Oeuvre mélancolique et douce où l’émotion affleure à chaque ligne, où la solitude paraît l’unique, la plus légitime des compagnes, Le chasseur immobile de Fabrice Farre porte la trace de ces cheminements intérieurs, dans l’intime de soi, au plus près des silences et des mouvements du monde. Le chasseur immobile vit en chacun de nous dans le temps renouvelé de nos vies, au seuil de l’évidence et des matins blêmes.
C’est cet homme qui traque ou guette l’insomnie au fond d’une chambre ou d’un lit « au cœur de la nuit »,
« trois heures déjà que je suis levé, que les masses noires peinent à devenir »
c’est l’amant au « désir désarçonné » guettant encore « les talons sur le carrelage » alors que tout est dit : « je procédai aux derniers préparatifs sous l’oeil fixe de l’oiseau noir », puisque « l’amour tenace lui aura été fatal »

• _Données brutes_
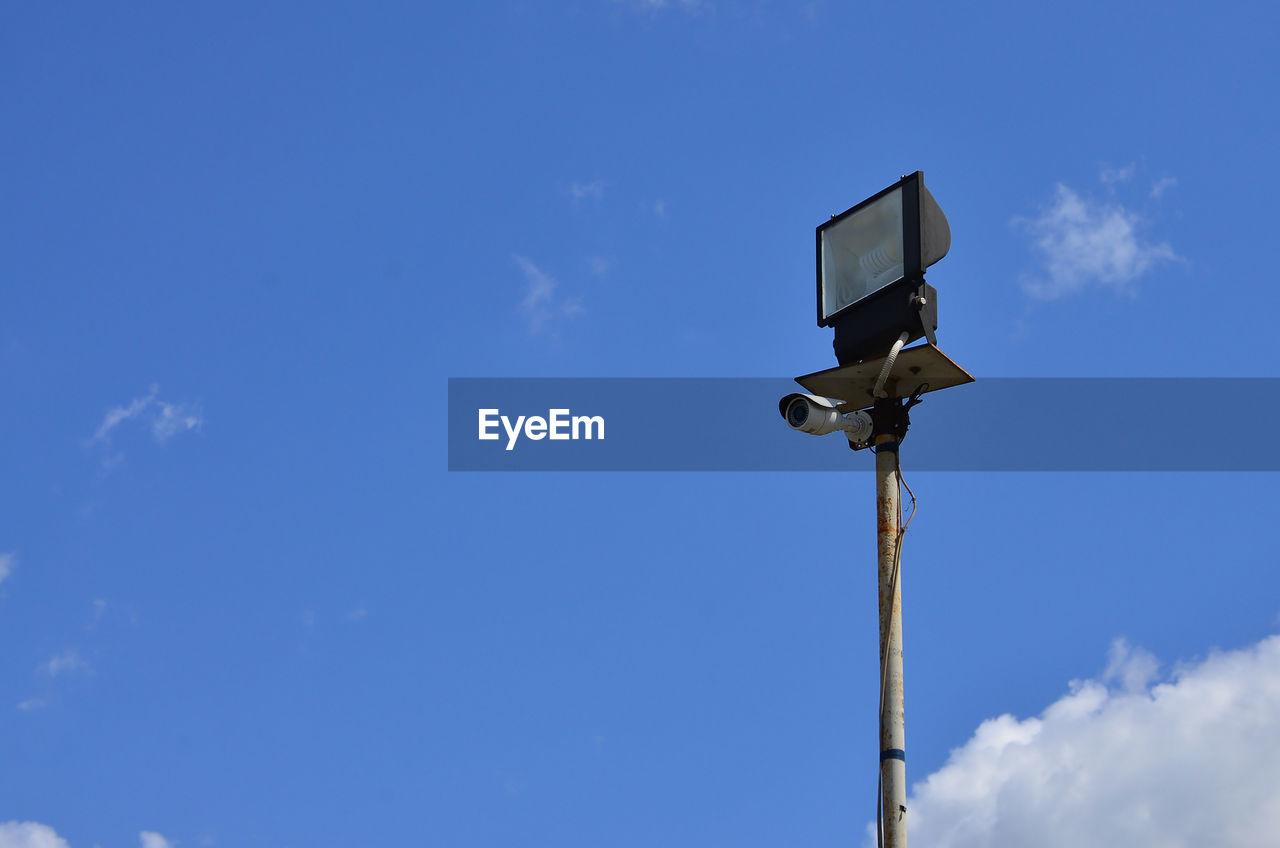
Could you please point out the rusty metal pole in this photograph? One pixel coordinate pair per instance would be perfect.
(892, 739)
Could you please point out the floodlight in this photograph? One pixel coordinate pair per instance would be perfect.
(871, 269)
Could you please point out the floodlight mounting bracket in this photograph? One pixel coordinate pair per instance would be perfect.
(926, 301)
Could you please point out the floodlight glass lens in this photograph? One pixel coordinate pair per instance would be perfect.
(862, 254)
(798, 413)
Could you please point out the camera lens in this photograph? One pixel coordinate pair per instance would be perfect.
(798, 413)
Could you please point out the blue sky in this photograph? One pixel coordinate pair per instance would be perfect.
(246, 245)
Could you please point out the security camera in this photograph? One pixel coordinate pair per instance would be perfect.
(821, 415)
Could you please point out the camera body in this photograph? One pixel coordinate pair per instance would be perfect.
(821, 415)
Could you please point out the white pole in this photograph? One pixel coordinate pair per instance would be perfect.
(891, 733)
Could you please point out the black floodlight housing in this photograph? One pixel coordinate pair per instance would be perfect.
(871, 269)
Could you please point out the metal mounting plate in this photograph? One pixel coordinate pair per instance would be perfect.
(923, 364)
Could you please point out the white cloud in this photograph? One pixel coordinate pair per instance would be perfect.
(1083, 244)
(28, 834)
(64, 662)
(118, 415)
(584, 191)
(173, 419)
(1116, 174)
(1189, 761)
(161, 418)
(151, 839)
(540, 305)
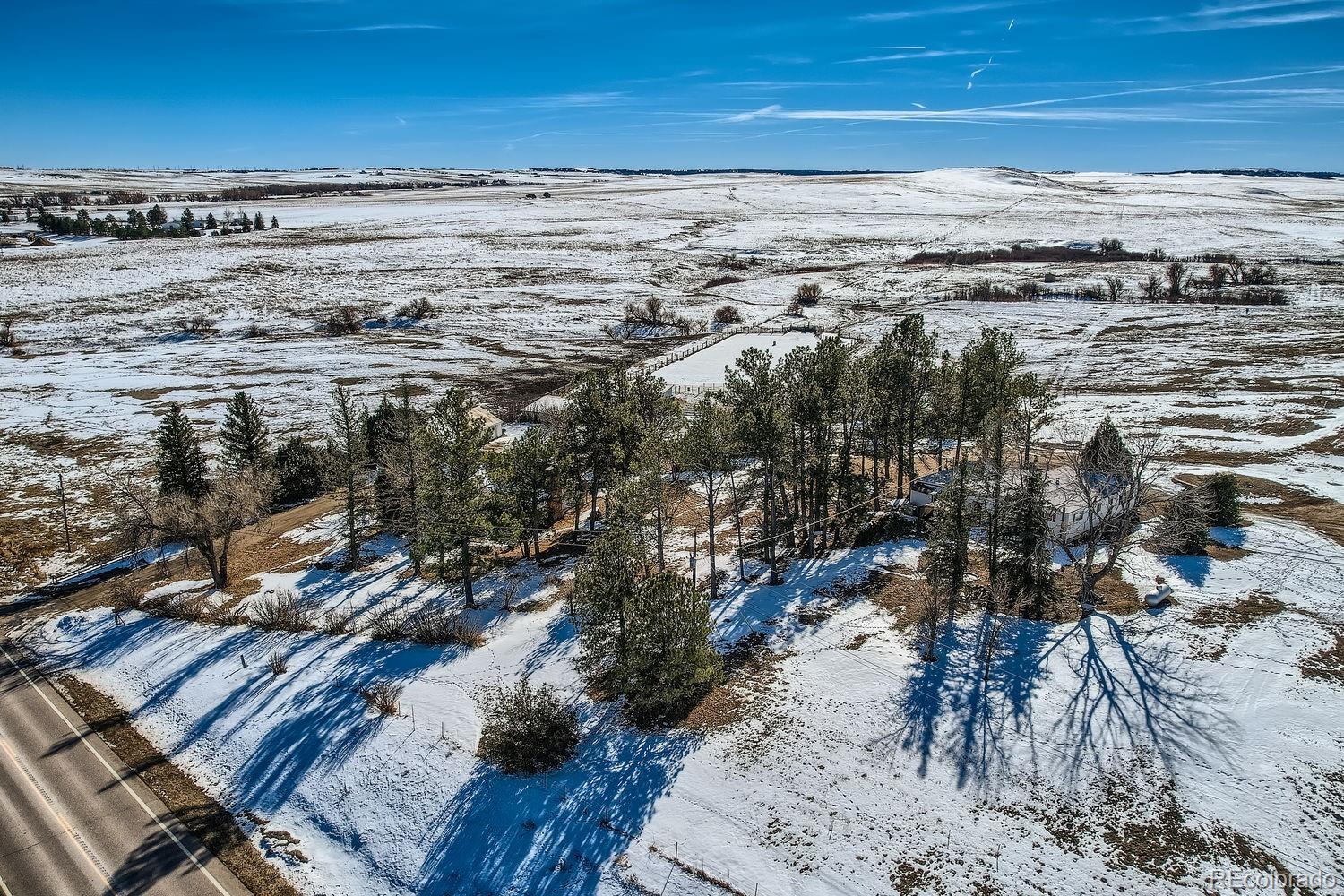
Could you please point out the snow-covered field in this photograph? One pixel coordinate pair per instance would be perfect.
(1142, 753)
(526, 289)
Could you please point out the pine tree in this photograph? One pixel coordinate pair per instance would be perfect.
(182, 463)
(669, 664)
(706, 452)
(604, 584)
(1107, 452)
(1029, 568)
(459, 505)
(1226, 500)
(245, 437)
(754, 392)
(347, 465)
(298, 471)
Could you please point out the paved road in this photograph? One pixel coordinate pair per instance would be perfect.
(73, 821)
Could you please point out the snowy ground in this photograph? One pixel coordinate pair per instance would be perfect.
(527, 289)
(855, 769)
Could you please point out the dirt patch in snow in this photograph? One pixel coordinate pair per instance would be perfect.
(1327, 664)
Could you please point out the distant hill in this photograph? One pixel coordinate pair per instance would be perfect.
(1255, 172)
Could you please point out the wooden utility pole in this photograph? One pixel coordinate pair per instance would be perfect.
(65, 513)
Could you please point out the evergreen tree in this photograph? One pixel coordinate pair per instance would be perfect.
(459, 506)
(182, 463)
(754, 392)
(706, 452)
(949, 540)
(526, 477)
(604, 584)
(1030, 564)
(397, 445)
(1107, 452)
(245, 437)
(298, 471)
(347, 466)
(1226, 500)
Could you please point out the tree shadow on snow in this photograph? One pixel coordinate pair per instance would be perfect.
(320, 727)
(1121, 694)
(551, 833)
(1128, 694)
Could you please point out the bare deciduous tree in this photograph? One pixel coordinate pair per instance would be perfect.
(207, 522)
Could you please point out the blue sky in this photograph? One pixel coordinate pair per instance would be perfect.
(655, 83)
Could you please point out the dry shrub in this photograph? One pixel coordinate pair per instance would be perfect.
(728, 314)
(338, 622)
(228, 616)
(387, 626)
(8, 339)
(124, 595)
(346, 320)
(284, 611)
(433, 627)
(383, 696)
(417, 309)
(808, 295)
(527, 729)
(191, 607)
(196, 325)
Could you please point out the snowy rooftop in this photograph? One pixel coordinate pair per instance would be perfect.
(704, 368)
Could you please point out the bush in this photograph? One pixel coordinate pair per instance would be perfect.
(228, 616)
(346, 320)
(1183, 530)
(284, 611)
(808, 295)
(417, 309)
(387, 626)
(193, 607)
(277, 664)
(1225, 495)
(426, 626)
(8, 339)
(124, 595)
(196, 325)
(728, 314)
(383, 696)
(433, 627)
(527, 729)
(298, 476)
(338, 622)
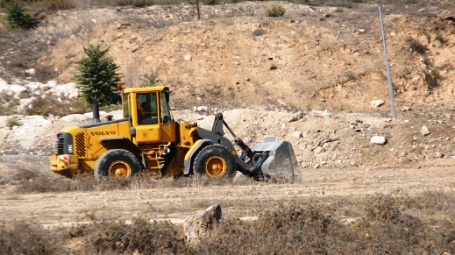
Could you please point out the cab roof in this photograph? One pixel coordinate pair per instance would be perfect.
(145, 89)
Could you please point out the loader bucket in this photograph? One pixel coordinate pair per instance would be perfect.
(281, 163)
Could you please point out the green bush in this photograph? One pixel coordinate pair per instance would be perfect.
(97, 75)
(18, 17)
(275, 10)
(209, 2)
(151, 79)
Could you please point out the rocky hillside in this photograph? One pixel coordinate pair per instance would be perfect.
(315, 76)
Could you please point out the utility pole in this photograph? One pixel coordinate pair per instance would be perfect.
(387, 65)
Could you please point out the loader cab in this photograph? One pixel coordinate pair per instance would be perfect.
(149, 113)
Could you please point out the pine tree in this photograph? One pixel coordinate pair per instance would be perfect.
(17, 16)
(97, 75)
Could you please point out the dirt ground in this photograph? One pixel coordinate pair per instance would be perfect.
(325, 62)
(237, 201)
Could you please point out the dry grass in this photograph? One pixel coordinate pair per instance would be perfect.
(382, 224)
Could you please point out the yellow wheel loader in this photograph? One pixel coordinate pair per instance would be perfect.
(147, 138)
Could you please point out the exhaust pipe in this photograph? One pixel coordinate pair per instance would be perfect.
(95, 110)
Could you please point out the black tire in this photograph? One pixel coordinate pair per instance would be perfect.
(117, 163)
(214, 161)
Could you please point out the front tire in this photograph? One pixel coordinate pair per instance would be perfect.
(117, 163)
(215, 161)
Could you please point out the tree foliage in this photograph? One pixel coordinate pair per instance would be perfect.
(97, 75)
(17, 16)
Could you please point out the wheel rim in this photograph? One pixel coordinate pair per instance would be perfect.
(215, 166)
(119, 168)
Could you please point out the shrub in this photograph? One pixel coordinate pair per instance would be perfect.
(97, 75)
(18, 17)
(415, 45)
(13, 121)
(151, 79)
(209, 2)
(275, 10)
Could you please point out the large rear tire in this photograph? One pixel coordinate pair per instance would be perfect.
(117, 163)
(214, 161)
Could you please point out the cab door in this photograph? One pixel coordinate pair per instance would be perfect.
(149, 121)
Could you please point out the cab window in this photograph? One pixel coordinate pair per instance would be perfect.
(126, 105)
(165, 112)
(146, 108)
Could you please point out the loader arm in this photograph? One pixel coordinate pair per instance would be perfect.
(271, 159)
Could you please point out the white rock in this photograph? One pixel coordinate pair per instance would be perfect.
(425, 130)
(34, 86)
(202, 109)
(378, 140)
(377, 102)
(14, 88)
(31, 71)
(90, 114)
(297, 134)
(326, 114)
(74, 117)
(24, 102)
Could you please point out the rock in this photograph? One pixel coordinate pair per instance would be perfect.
(204, 225)
(425, 130)
(406, 109)
(377, 103)
(135, 48)
(297, 134)
(296, 116)
(326, 114)
(31, 71)
(378, 140)
(319, 150)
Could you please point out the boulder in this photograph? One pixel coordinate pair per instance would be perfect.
(202, 225)
(425, 130)
(377, 102)
(378, 140)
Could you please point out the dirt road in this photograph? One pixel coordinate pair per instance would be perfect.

• _Consignes_
**1)** Renomme « boulder » en « large stone » dans les enregistrements allant de la ligne qui contient « Could you please point out the white rock » jusqu'à la fin des enregistrements, ces deux bornes comprises. Recopie ces lignes sans aucune autre modification.
**2)** Donne la suite du texte consacré au Chasseur immobile de Fabrice Farre.

• _Réponses_
**1)**
Could you please point out the white rock in this photograph? One pixel coordinate pair per instance would be perfect.
(425, 130)
(34, 86)
(202, 109)
(378, 140)
(377, 102)
(14, 88)
(31, 71)
(90, 114)
(297, 134)
(326, 114)
(74, 117)
(24, 102)
Could you please point out the rock in this photograph? One pixel coordinate pair per instance would be perfect.
(204, 225)
(425, 130)
(406, 109)
(377, 103)
(135, 48)
(297, 134)
(296, 116)
(326, 114)
(31, 71)
(378, 140)
(319, 150)
Could you please point out the large stone in this photograph? One pixel coordinate pair per instance would be perfect.
(202, 225)
(425, 130)
(377, 102)
(378, 140)
Could you please point out the dirt road in this photograph? One pixel coordinate pair per instance would be perfect.

**2)**
c’est cet homme qui ne trouve plus la quiétude dans cette chambre trop grande où « même la solitude blanche et transparente masque les angles où tu disparais »
C’est elle ou une autre, la solitude, dont il ne se déprend pas et qu’il a épousée, dans cette chambre où il n’a jamais dormi où la fin rôde « tant est mort tant vit et revient »
c’est cet homme fragile, tel « le roseau qui – dit-on, est un homme à la merci du vent », mais qui se laisse porter par le silence et l’attente
c’est cette ombre, une « image » pas nette, dans le « flou du jour et des pensées »
c’est cet être à l’affût du bonheur à prendre, dans l’attente d’un peut-être dans « cette obsession à croire ».
c’est l’homme seul, c’est chacun de nous, « chasseur distrait » ou « guetteur » « d’une nuit trop connue » qui « ne sait plus quelle heure choisir »
Du « je » de la première partie le lecteur passe dans la seconde partie au nous.
« Au bout du chemin mettrons-nous nos mains dans nos poches, résignés à nouveau »
Jamais rien n’est dit et tout à la fois.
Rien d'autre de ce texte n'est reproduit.